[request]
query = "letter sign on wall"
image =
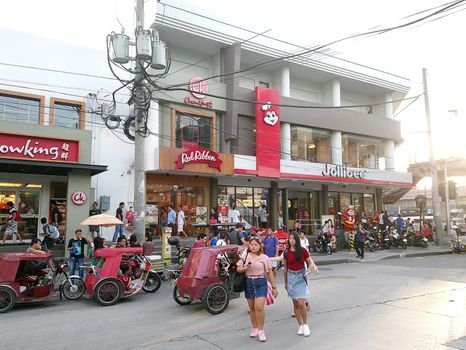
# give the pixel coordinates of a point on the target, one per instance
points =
(79, 197)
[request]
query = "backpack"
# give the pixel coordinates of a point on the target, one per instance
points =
(53, 232)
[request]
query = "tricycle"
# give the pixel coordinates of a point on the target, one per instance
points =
(206, 277)
(120, 273)
(26, 278)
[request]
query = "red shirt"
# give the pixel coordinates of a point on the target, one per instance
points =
(294, 264)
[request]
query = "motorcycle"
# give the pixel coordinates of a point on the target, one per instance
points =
(323, 244)
(417, 240)
(398, 240)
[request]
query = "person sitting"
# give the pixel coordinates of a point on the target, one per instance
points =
(133, 241)
(202, 240)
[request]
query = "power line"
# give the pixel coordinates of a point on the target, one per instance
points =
(371, 32)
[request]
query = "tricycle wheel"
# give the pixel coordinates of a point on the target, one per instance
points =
(7, 299)
(179, 299)
(73, 288)
(153, 282)
(108, 291)
(216, 298)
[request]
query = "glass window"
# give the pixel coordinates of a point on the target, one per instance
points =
(312, 145)
(19, 109)
(369, 206)
(361, 151)
(66, 115)
(193, 131)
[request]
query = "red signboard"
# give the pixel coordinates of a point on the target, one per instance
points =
(267, 132)
(38, 148)
(198, 155)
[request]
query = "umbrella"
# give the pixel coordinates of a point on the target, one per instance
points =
(102, 220)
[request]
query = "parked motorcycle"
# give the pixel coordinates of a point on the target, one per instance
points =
(398, 239)
(417, 240)
(323, 244)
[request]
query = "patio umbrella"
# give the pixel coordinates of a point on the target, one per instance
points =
(102, 220)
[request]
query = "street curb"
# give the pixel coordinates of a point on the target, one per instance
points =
(388, 257)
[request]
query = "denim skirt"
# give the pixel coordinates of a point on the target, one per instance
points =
(255, 288)
(297, 284)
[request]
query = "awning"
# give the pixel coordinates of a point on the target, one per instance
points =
(46, 168)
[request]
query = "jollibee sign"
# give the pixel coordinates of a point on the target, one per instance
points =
(198, 155)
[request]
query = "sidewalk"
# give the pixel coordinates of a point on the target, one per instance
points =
(346, 256)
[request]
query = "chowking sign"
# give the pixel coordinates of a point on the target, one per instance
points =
(198, 155)
(38, 148)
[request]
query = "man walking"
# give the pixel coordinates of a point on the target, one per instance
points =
(76, 249)
(180, 222)
(119, 228)
(171, 217)
(94, 230)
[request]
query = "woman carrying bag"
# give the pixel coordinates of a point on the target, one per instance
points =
(257, 267)
(295, 258)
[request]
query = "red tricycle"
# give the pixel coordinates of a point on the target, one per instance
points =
(206, 277)
(28, 278)
(120, 273)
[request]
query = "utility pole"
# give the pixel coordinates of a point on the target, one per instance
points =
(440, 237)
(150, 51)
(139, 141)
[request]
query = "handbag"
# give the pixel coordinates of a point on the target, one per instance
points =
(240, 279)
(269, 300)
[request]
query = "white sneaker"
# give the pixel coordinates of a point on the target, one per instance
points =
(306, 330)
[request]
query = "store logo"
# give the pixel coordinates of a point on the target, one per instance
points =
(78, 197)
(198, 155)
(343, 171)
(198, 87)
(270, 118)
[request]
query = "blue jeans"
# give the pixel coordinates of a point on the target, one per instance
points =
(118, 232)
(76, 262)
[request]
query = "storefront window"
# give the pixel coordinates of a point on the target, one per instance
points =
(361, 151)
(193, 131)
(369, 206)
(312, 145)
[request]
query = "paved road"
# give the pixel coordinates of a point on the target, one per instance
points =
(416, 303)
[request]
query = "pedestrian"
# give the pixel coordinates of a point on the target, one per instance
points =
(257, 268)
(263, 216)
(235, 214)
(180, 222)
(133, 241)
(76, 249)
(129, 218)
(296, 259)
(12, 224)
(202, 241)
(270, 243)
(119, 228)
(359, 241)
(222, 240)
(148, 246)
(171, 218)
(94, 230)
(48, 241)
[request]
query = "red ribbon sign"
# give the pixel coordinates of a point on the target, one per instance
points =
(198, 155)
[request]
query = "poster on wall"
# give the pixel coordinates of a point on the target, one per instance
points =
(201, 215)
(223, 214)
(57, 214)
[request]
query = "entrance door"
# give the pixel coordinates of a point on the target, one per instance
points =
(300, 211)
(26, 199)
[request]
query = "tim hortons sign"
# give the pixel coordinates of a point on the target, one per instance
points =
(198, 155)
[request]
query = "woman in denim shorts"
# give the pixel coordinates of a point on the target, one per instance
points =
(257, 267)
(295, 258)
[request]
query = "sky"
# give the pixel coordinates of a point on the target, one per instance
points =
(437, 46)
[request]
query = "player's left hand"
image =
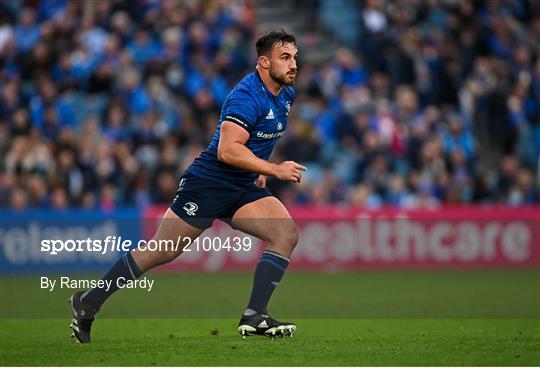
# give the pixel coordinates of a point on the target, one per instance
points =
(261, 181)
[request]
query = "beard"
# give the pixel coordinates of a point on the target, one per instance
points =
(281, 78)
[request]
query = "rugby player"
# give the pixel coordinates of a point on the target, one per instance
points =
(227, 181)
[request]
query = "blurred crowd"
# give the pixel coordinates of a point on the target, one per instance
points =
(103, 104)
==================================================
**Instructions for the task**
The records above are to be restated exactly, without their pictures.

**Expected answer**
[request]
query = "letter sign on wall"
image =
# give the pixel coordinates of a point on the target, one per instance
points =
(79, 197)
[request]
query = "backpack"
# give the pixel coordinates of a point on the target, one per instance
points =
(53, 232)
[request]
query = "tricycle"
# give the pixel coordinates of a point on the target, one per instance
points =
(206, 277)
(120, 273)
(26, 278)
[request]
query = "red shirt"
# give the pixel coordinates of a point on the target, one per instance
points =
(294, 264)
[request]
query = "motorcycle"
# give the pixel coordinates of a point on the target, one per instance
points =
(323, 244)
(417, 240)
(398, 240)
[request]
query = "person sitting"
# give the pixel coordinates of a point on the target, one per instance
points =
(133, 241)
(202, 240)
[request]
query = "power line"
# give the pixel coordinates of a point on the target, one per instance
points =
(371, 32)
[request]
query = "tricycle wheel"
# give the pixel coordinates of a point on the target, one per instance
points =
(7, 299)
(179, 299)
(73, 288)
(153, 282)
(108, 291)
(216, 298)
[request]
query = "glass window"
# give the pixel coordinates of a point on the target, one per instance
points =
(312, 145)
(19, 109)
(369, 206)
(361, 151)
(66, 115)
(193, 131)
[request]
query = "red signboard"
# give the pixel coordinates of a point on the target, one per instance
points =
(267, 132)
(38, 148)
(198, 155)
[request]
query = "umbrella"
# give the pixel coordinates of a point on the target, one per instance
points =
(102, 220)
[request]
query = "parked motorcycle"
# give the pixel coordinates of a point on the target, one per instance
points =
(398, 239)
(417, 240)
(323, 244)
[request]
query = "patio umbrella"
# give the pixel coordinates of a point on the target, one per instance
points =
(102, 220)
[request]
query = "street curb"
# give the pixel coordinates of a point on the target, one per instance
points =
(388, 257)
[request]
query = "denim skirt"
# give the pixel coordinates of a point on the target, one per instance
points =
(255, 288)
(297, 284)
[request]
query = "awning"
# give the pixel coordinates of a point on the target, one per instance
points =
(46, 168)
[request]
query = "jollibee sign"
# give the pixel coordinates of a point on the target, one per instance
points =
(198, 155)
[request]
query = "sidewalk"
# give the pixel coordinates of a point on the target, one per instance
points =
(346, 256)
[request]
query = "chowking sign"
# give the pixel coordinates of a point on the target, one per instance
points =
(198, 155)
(38, 148)
[request]
query = "man walking"
# give the pixel coordinates of a point on the target, one per instance
points =
(76, 249)
(180, 222)
(119, 228)
(171, 217)
(94, 230)
[request]
query = "woman carrying bag"
# give the pixel coordinates of a point on the target, one per instance
points =
(257, 267)
(295, 258)
[request]
query = "red tricycle"
# give the pixel coordinates of a point on the target, one per instance
points =
(206, 277)
(28, 278)
(120, 273)
[request]
query = "utility pole"
# give the pixel coordinates of a point on the target, one per instance
points =
(440, 237)
(150, 51)
(139, 141)
[request]
query = "handbag"
# give the pixel coordinates of a point on the target, one per instance
points =
(240, 279)
(269, 300)
[request]
query = "white sneaker"
# give the pixel coordinates of a point on the target, one per instance
points =
(306, 330)
[request]
query = "store logo"
# give the pixel coordinates of a point on the target, one per instance
points =
(78, 197)
(198, 155)
(343, 171)
(198, 87)
(270, 118)
[request]
query = "blue jeans"
# give the pixel coordinates of a point on the target, one per instance
points =
(118, 232)
(76, 262)
[request]
query = "storefront window"
# give the pixel coordinates of a point on the target, one per instance
points =
(361, 151)
(193, 131)
(369, 206)
(312, 145)
[request]
query = "paved road"
# give the pixel coordinates of a point on the target, one per instance
points =
(416, 303)
[request]
query = "pedestrian"
# give the pixel coordinates of a point on the target, one per instance
points =
(257, 268)
(263, 216)
(235, 214)
(180, 222)
(133, 241)
(76, 249)
(129, 218)
(296, 259)
(12, 224)
(202, 241)
(270, 243)
(119, 228)
(359, 241)
(222, 240)
(148, 246)
(171, 218)
(94, 230)
(48, 241)
[request]
query = "red ribbon sign"
# give the pixel coordinates of a point on the target, one per instance
points =
(198, 155)
[request]
query = "poster on wall"
# give the pixel coordinates of a point on the target, one per instance
points =
(201, 215)
(223, 214)
(57, 214)
[request]
query = "entrance door"
# give the pixel coordinates of a point on the target, one per instance
points =
(300, 211)
(26, 199)
[request]
query = "tim hortons sign"
# give the pixel coordinates of a point on the target, one per instance
points =
(198, 155)
[request]
query = "woman in denim shorts"
# give the pixel coordinates of a point on the target, one per instance
points =
(257, 267)
(295, 258)
[request]
query = "sky"
# give the pixel coordinates of a point on the target, one per instance
points =
(437, 46)
[request]
query = "player's left hand"
image =
# give the pixel coordinates of a point on the target, one per instance
points =
(261, 181)
[request]
query = "beard"
# give the pixel coordinates of a point on the target, one per instance
points =
(281, 78)
[request]
query = "rugby player"
# give the pixel coordinates of a point on the target, one per instance
points =
(227, 181)
[request]
query = "blurred crowd"
# give the pixel coordinates of a point on the target, one per instance
points =
(103, 104)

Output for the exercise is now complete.